=== TASK ===
Each line of the material is to be written out exactly.
● ● ●
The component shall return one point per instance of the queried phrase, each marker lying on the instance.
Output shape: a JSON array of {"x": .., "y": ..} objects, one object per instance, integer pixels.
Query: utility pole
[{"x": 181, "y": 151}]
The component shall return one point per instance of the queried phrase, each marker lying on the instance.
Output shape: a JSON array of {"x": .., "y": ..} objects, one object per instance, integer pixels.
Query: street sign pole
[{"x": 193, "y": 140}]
● ● ●
=== SOLUTION FOR THIS TASK ===
The component shall return one point per instance of the queried phrase, each marker lying on the instance.
Output shape: a JSON array of {"x": .., "y": ..} objects, one object per instance, integer pixels.
Query: utility pole
[{"x": 181, "y": 151}]
The component shall return one point per instance of the queried phrase, each marker lying on the instance.
Output shape: a JSON array of {"x": .., "y": ..} objects, one object per instance, integer pixels.
Query: street sign pole
[{"x": 193, "y": 140}]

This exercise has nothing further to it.